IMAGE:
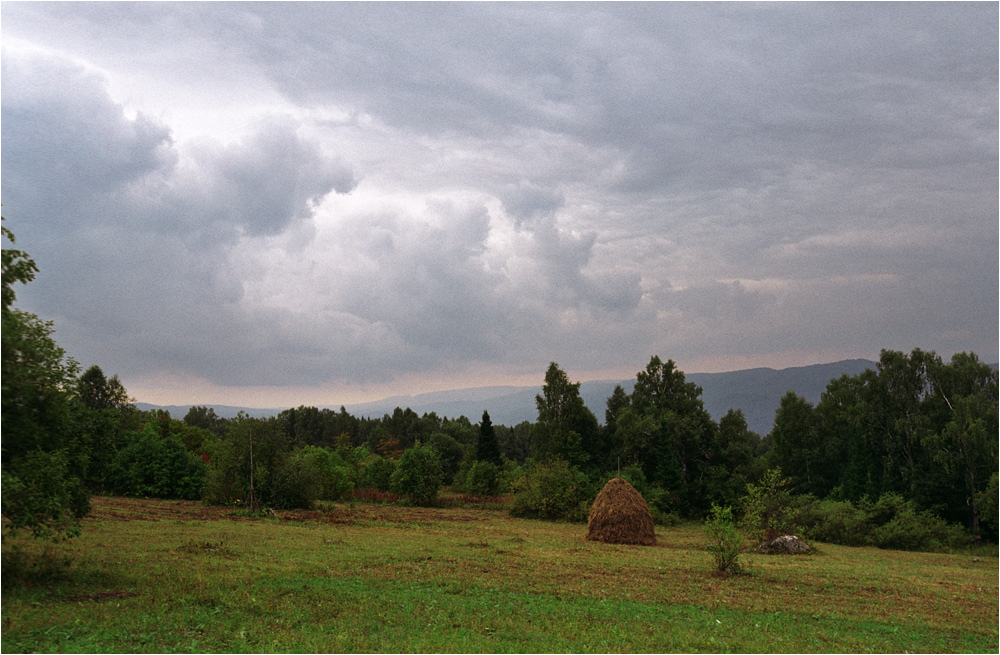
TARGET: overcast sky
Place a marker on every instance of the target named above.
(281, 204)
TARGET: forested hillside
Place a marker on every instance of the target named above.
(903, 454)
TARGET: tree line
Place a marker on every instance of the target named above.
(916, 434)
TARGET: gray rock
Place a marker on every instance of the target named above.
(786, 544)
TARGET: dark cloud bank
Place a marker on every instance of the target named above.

+ + + + +

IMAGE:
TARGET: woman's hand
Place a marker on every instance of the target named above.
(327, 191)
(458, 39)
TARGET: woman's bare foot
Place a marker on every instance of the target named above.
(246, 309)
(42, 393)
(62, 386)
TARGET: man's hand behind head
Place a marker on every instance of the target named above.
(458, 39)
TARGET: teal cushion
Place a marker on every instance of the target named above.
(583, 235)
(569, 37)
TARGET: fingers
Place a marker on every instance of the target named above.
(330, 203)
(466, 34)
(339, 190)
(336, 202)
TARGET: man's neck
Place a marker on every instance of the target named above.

+ + + + +

- _SET EXERCISE_
Count the lines in the listing above that contain the string "hand", treating uppercase and lowercase as different. Reply with the number alone.

- _ANSWER IN FULL_
2